_Task details:_ Please pick out each line of the rows below that contains the string "girl". Case counts.

------ Records for this exercise

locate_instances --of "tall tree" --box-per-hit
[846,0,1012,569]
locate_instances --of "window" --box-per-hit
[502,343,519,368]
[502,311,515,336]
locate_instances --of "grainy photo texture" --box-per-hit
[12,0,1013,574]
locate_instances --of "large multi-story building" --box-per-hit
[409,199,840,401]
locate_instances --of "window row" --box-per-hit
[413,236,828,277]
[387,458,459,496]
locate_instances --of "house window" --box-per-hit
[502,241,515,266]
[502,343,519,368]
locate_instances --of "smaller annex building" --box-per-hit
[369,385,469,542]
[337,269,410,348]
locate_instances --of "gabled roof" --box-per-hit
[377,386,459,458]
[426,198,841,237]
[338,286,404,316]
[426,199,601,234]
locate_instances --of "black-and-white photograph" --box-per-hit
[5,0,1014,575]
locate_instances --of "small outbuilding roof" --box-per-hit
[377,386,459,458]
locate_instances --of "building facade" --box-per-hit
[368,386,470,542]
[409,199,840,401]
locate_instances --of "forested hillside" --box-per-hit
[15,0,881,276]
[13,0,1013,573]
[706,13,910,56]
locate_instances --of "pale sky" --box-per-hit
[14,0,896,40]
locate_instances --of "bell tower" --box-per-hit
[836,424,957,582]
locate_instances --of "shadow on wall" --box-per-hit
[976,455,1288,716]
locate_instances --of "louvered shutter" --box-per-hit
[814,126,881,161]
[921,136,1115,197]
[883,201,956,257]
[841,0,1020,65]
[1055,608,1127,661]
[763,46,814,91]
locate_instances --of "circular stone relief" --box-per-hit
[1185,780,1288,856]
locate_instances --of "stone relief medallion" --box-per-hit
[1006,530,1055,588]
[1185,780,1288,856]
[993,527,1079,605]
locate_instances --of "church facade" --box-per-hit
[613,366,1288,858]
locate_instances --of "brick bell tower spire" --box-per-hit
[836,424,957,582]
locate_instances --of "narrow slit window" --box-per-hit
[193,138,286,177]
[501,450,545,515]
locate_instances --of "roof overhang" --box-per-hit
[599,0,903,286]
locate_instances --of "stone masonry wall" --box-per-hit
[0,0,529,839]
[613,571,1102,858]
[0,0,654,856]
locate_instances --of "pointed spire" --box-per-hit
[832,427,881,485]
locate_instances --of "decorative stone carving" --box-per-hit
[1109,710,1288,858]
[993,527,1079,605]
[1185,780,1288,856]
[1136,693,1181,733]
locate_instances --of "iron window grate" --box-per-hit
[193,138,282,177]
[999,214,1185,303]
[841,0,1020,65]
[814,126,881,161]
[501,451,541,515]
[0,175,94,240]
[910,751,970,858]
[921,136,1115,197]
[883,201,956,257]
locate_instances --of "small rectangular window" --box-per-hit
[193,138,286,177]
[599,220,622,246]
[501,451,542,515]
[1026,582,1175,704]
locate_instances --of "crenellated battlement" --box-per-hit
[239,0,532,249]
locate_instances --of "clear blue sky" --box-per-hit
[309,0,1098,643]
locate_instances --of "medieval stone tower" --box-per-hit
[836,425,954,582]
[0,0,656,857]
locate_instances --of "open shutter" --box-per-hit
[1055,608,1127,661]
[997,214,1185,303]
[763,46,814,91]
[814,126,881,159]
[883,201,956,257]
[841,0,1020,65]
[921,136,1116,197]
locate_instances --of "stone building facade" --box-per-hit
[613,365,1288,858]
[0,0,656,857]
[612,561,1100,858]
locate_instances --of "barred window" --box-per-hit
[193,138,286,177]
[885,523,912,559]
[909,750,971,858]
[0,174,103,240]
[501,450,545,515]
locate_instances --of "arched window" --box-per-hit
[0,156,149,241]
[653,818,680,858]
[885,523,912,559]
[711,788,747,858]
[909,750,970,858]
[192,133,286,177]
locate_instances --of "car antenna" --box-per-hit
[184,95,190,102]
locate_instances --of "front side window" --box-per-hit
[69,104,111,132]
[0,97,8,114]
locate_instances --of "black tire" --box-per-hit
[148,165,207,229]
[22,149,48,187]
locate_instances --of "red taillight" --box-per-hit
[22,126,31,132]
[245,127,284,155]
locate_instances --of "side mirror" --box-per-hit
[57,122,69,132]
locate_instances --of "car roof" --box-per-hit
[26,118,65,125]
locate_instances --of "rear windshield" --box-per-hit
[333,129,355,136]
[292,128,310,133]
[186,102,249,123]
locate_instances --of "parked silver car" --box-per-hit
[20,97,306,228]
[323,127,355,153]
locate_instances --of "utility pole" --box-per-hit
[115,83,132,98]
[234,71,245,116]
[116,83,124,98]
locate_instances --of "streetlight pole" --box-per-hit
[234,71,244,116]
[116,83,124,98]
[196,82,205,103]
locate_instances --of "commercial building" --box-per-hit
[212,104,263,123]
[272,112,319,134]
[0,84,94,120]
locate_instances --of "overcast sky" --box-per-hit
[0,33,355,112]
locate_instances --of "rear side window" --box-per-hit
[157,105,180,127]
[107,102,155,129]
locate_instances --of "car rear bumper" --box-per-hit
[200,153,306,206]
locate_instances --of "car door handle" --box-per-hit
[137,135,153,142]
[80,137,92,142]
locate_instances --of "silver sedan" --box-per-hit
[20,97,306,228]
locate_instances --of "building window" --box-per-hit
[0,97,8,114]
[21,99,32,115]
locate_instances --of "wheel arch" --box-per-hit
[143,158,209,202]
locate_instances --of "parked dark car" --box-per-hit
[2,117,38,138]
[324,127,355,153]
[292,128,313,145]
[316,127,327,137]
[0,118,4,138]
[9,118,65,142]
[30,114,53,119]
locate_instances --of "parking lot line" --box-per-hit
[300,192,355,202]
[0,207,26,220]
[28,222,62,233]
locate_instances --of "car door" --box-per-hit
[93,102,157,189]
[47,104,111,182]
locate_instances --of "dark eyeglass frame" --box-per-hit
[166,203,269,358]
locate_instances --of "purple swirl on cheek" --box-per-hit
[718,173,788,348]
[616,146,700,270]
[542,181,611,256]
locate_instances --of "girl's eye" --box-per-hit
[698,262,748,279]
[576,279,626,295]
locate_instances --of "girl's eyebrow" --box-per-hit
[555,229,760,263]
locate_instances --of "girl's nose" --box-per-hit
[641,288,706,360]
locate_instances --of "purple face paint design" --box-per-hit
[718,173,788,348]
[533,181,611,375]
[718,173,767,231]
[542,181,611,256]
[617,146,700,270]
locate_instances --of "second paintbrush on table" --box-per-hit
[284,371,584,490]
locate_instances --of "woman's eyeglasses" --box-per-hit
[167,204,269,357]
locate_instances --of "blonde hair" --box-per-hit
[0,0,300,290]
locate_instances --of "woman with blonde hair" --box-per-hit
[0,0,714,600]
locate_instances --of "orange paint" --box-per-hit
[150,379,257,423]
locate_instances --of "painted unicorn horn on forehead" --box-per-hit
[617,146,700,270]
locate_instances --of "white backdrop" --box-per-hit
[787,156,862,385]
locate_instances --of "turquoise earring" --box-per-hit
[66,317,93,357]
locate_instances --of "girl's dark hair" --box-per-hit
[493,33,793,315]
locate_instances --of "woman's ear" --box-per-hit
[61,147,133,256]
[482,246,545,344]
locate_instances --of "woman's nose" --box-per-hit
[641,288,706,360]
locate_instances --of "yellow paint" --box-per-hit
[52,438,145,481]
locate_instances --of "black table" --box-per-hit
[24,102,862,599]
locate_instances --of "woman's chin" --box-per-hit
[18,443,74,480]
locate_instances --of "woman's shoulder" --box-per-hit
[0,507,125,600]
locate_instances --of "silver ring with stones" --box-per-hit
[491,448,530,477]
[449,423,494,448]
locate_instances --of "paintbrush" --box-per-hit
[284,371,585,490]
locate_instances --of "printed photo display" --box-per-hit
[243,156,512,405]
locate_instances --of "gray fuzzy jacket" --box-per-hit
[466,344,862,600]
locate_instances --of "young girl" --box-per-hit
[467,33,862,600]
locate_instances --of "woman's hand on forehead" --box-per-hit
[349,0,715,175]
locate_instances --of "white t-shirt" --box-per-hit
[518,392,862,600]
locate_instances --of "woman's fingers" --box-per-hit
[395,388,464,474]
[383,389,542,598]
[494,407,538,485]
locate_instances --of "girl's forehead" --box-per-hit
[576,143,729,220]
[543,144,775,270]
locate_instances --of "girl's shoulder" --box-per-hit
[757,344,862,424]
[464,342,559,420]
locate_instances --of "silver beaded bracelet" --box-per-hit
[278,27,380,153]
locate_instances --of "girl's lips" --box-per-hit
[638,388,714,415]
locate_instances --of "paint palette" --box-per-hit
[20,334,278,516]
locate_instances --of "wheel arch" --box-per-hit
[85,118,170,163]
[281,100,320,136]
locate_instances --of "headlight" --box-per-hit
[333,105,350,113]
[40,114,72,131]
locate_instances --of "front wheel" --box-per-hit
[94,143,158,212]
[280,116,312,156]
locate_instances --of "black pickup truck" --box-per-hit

------------

_Exercise solution:_
locate_instances --of "girl's eye" --box-per-hit
locate_instances --of "girl's eyebrow" --box-per-hit
locate_instances --of "girl's nose" --box-per-hit
locate_instances --of "girl's dark hair" --box-per-hit
locate_instances --of "young girl" --box-per-hit
locate_instances --of "girl's forehead" --box-per-hit
locate_instances --of "girl's shoulder" --box-per-hit
locate_instances --of "girl's lips" --box-per-hit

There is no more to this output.